PROVIDED RECORDS: Begin

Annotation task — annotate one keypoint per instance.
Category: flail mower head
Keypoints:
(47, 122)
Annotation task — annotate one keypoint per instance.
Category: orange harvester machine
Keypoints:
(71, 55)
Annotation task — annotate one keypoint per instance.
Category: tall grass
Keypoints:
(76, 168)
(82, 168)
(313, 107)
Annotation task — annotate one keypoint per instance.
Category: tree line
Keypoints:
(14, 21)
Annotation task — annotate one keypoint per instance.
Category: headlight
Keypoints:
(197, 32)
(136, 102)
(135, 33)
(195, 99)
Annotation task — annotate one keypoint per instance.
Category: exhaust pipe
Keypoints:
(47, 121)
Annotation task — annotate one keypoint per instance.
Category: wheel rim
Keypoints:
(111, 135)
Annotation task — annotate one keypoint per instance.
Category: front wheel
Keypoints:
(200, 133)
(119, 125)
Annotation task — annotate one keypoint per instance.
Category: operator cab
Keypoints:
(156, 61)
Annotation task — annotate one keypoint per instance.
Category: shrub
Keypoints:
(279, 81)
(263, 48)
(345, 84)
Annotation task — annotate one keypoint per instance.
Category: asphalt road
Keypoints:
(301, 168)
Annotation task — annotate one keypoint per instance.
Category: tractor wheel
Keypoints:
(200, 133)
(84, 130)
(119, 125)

PROVIDED RECORDS: End

● WHAT YOU NEED TO DO:
Using the exact wording, write out all of the records.

● WRITTEN RESPONSE:
Annotation task — annotate one keypoint per instance.
Category: flail mower head
Keypoints:
(47, 122)
Annotation task — annotate one keypoint per instance.
Category: orange harvester machine
Keypoints:
(71, 55)
Annotation task — annotate one keypoint per instance.
Category: tall grass
Keypoints:
(76, 168)
(82, 168)
(313, 107)
Annotation task — annotate one keypoint per instance.
Category: tree line
Keypoints:
(14, 21)
Annotation task — annotate one keypoint per instance.
Category: headlight
Keypoints:
(197, 32)
(136, 102)
(135, 33)
(195, 99)
Annotation task — annotate one keypoint per instance.
Category: exhaust pipe
Keypoints:
(47, 121)
Annotation task — annotate one keypoint per instance.
Category: wheel rim
Keypoints:
(111, 135)
Annotation task — annotate one keypoint per instance.
Category: front wheel
Keypoints:
(200, 133)
(119, 125)
Annotation task — annotate one keypoint per instance.
Category: operator cab
Keypoints:
(156, 61)
Annotation task — annotate one keypoint per instance.
Category: shrub
Keypoints:
(279, 81)
(263, 48)
(345, 84)
Annotation task — annotate one keypoint per instance.
Category: asphalt road
Keypoints:
(301, 168)
Annotation task — annotate one keypoint per instance.
Category: tractor wheel
Keypoints:
(200, 133)
(84, 130)
(119, 125)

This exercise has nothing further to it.